Medicare’s rules are astonishingly complicated and booby-trapped with land mines. The government and a vast slew of vendors send you hundreds and hundreds of pages of information and sales pitches. As well-intentioned as most government writers are, the copy they pour out is verbose, involved, sometimes contradictory, and often impossible to figure out.

CR has boiled the entire mess down into two pages of do’s and don’ts. Their article explains why you should get signed up for Medicare before you turn 65, how Medicare Part B works and what will happen to you if you fail to sign  up in a timely way, how to avoid being screwed out of Medigap coverage—and why you really need it—and what the advantages and disadvantages are of Medicare and Medigap.

It’s crystal clear, easy to understand, and mercifully brief. This thing should be offprinted and sent to everyone who’s coming eligible for Medicare.

:: LIST OF TASKS ::
1: Output the Medicare excerpt from "CR has boiled" to "Medicare and Medigap.".
2: According to the Medicare excerpt, how many pages did CR boil the entire mess down into?

:: SOURCE MATERIAL ::
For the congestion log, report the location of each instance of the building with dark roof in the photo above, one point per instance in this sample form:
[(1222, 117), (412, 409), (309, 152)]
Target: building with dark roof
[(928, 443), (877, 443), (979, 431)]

:: REPLIES ::
1:
CR has boiled the entire mess down into two pages of do’s and don’ts. Their article explains why you should get signed up for Medicare before you turn 65, how Medicare Part B works and what will happen to you if you fail to sign  up in a timely way, how to avoid being screwed out of Medigap coverage—and why you really need it—and what the advantages and disadvantages are of Medicare and Medigap.

2: Two pages of do's and don'ts.